Required task:
Reproduce each line of the records below verbatim, leaving out the pictures.

The data:
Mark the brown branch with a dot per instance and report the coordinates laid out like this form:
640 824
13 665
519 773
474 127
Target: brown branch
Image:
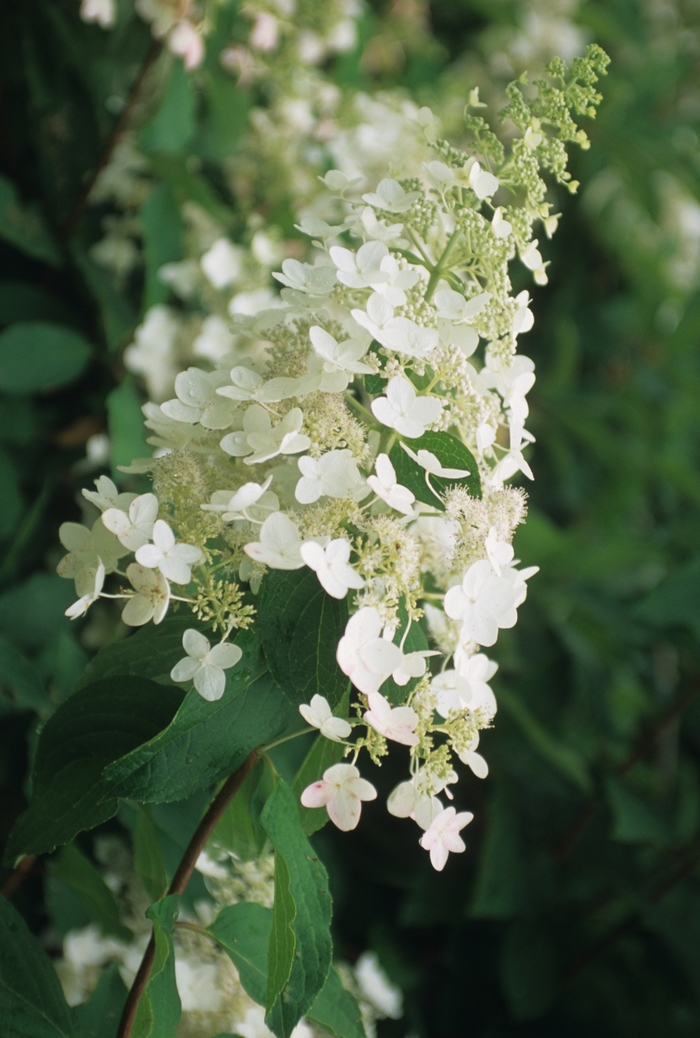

Result of this exercise:
Mark the brown branch with a dot per instance and report the coordinates laid out like this form:
640 824
13 665
519 773
474 127
Target: brown branch
Image:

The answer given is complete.